▶ [Dataset entries]
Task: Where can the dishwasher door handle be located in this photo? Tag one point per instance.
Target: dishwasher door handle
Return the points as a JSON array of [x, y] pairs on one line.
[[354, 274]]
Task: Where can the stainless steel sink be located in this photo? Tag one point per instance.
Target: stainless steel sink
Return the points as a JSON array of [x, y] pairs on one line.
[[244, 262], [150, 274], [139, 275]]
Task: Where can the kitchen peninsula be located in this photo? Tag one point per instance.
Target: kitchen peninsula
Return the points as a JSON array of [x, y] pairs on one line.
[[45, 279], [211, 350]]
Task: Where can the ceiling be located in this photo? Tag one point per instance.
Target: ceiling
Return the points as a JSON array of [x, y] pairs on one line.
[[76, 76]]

▶ [What is required]
Rewrite all the records above with "Tag" switched to "Mark" and everything else kept the same.

▶ [Response to the exercise]
Task: Where can the dishwasher door handle be located in this photo? Mark one point per instance.
Target: dishwasher door handle
Return the points as a JSON array of [x, y] pairs on one line.
[[354, 274]]
Task: Where can the stainless steel sink be located in this photo? Mark one point per instance.
Target: stainless steel sink
Return the points as a JSON array of [x, y] pairs on one line.
[[244, 262], [150, 274], [139, 275]]
Task: Where can the kitchen peninsula be located in this photo? Mark one point per instance.
Target: kitchen peninsula
Return the points as a JSON array of [x, y] pairs on one line.
[[45, 279], [211, 350]]
Task: Where can the ceiling be located in this photo? Mark one point per instance.
Target: ceiling
Return the points as a JSON array of [x, y] pairs on one line.
[[76, 76]]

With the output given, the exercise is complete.